_Written task_. Count the lines in the entries below that contain the string "moist", matching case exactly, and reply with only that number.

_Extracted information_.
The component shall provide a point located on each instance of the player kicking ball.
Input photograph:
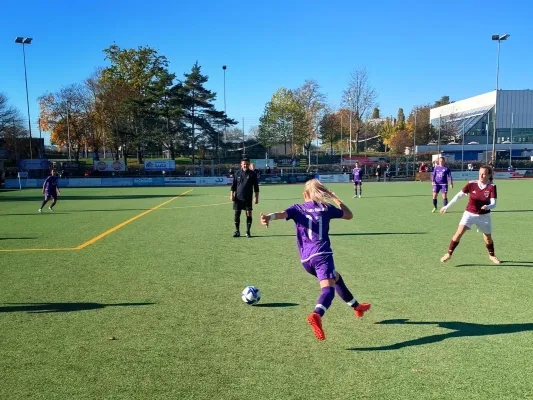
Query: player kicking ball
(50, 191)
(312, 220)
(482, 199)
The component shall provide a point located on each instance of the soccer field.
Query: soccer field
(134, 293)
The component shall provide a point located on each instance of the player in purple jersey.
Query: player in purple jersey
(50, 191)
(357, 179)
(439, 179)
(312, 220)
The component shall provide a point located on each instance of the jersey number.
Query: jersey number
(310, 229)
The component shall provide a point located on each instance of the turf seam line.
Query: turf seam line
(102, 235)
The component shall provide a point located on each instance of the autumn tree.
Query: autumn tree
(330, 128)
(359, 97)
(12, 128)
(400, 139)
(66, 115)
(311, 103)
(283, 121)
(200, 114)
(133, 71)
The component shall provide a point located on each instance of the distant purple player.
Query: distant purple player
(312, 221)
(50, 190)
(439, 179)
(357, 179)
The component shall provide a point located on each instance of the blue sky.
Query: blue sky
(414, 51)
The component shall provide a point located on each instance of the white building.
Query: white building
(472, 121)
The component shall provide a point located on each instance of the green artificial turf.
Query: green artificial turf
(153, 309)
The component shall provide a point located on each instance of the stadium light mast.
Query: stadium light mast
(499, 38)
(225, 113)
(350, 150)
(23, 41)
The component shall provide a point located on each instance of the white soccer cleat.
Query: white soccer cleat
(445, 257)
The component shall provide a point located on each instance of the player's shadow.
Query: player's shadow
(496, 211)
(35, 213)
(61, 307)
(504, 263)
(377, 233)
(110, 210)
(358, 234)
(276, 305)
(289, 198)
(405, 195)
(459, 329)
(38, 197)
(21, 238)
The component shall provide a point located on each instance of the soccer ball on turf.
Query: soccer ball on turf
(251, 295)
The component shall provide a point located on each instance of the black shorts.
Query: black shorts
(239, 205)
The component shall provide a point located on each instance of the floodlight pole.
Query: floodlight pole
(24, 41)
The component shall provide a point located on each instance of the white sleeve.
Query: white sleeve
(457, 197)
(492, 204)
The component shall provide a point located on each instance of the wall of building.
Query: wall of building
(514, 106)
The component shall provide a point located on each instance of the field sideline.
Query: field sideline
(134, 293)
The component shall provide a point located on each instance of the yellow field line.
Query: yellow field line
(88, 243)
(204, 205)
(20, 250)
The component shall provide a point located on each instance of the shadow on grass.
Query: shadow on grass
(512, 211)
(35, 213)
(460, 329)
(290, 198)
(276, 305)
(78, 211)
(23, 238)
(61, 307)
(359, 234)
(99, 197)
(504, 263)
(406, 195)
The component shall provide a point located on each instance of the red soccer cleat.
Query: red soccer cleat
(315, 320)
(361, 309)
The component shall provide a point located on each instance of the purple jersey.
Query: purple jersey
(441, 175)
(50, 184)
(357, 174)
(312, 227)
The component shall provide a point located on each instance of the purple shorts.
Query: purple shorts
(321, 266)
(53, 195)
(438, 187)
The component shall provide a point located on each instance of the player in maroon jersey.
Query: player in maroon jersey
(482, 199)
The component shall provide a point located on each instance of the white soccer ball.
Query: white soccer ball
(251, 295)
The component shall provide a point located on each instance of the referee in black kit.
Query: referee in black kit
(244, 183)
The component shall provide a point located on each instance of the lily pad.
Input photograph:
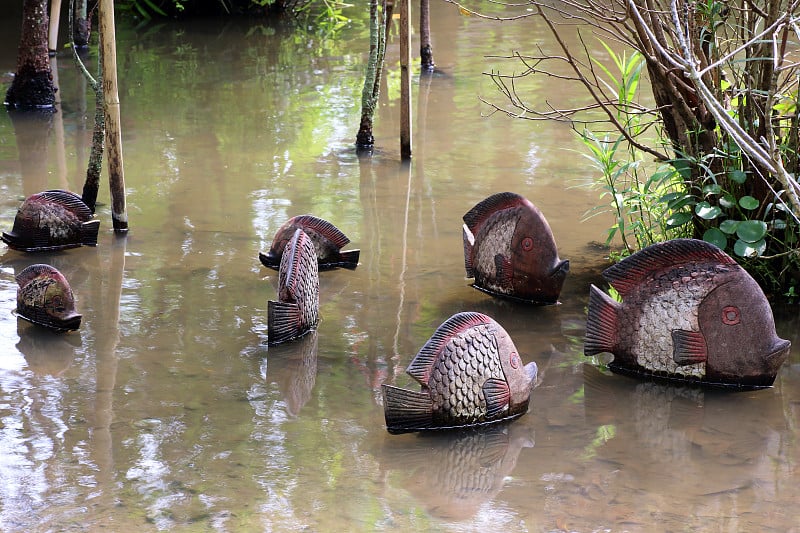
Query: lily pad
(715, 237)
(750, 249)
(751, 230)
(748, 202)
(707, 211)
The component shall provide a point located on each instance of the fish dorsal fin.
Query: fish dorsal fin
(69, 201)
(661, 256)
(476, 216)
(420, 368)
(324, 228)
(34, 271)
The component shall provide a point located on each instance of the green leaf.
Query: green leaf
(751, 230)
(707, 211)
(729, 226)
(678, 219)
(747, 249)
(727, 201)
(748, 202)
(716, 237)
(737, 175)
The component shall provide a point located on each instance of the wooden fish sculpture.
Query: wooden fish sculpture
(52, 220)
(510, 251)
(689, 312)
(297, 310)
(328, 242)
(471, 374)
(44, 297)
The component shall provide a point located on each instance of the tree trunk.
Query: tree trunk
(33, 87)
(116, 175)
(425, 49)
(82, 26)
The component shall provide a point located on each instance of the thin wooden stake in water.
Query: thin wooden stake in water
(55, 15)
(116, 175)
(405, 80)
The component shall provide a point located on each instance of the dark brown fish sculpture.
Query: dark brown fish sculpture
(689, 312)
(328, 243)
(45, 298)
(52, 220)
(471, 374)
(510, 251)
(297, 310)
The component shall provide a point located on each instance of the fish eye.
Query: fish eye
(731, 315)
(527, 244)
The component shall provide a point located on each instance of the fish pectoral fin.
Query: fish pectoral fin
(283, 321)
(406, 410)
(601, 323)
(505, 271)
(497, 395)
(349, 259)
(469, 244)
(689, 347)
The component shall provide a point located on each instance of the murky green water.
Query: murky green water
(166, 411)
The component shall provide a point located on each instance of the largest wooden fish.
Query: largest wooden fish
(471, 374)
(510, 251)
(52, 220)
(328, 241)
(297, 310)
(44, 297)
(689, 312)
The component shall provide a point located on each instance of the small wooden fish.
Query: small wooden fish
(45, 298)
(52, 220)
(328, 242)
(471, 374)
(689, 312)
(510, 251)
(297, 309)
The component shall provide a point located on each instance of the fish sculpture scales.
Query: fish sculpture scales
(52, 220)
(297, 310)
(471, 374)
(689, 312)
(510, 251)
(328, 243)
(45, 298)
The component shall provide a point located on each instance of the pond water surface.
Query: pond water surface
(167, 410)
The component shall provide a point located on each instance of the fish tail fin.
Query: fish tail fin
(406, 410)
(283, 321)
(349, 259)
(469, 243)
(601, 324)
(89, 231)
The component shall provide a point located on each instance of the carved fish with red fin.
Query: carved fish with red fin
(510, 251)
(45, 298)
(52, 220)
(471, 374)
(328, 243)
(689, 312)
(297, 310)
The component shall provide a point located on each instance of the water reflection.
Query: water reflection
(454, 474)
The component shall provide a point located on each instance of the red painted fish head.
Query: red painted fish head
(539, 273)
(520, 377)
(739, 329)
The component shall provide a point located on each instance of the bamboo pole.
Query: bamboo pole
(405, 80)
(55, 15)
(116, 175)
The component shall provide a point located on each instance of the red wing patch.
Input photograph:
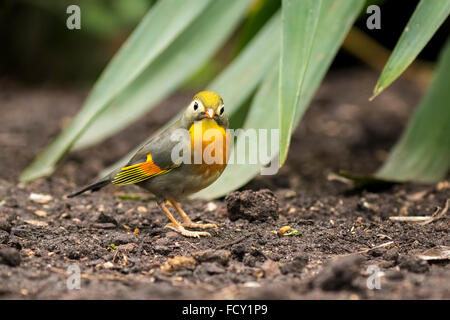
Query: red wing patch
---
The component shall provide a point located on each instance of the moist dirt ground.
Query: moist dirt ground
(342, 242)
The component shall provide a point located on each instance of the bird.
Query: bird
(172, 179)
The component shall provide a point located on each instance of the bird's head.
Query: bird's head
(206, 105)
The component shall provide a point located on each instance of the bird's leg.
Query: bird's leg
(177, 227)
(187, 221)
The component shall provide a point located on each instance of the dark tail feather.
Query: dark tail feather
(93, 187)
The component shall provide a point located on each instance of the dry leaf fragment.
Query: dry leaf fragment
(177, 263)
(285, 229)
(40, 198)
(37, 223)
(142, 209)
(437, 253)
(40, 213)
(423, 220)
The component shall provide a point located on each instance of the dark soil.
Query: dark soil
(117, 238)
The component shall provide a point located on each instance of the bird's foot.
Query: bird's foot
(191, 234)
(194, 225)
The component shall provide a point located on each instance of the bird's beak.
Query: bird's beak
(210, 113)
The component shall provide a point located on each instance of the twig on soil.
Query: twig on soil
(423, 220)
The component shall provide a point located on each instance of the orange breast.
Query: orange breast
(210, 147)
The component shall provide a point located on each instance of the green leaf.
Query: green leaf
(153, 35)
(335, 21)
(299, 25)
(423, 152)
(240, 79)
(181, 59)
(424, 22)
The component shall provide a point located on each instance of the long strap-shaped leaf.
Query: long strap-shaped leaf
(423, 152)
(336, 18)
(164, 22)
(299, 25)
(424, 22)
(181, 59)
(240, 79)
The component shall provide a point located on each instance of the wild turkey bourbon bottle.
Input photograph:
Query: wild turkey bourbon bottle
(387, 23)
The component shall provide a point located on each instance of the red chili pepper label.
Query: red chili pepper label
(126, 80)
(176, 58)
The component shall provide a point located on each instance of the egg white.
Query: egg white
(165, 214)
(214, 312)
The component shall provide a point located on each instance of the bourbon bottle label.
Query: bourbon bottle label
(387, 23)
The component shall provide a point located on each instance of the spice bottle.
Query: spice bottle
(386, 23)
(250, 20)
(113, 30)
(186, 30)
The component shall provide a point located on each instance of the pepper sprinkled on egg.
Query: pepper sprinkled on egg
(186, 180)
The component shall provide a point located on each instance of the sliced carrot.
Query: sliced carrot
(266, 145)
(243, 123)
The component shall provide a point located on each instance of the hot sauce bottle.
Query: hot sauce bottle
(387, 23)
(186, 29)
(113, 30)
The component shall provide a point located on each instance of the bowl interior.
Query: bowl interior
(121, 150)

_Output of the exercise_. 2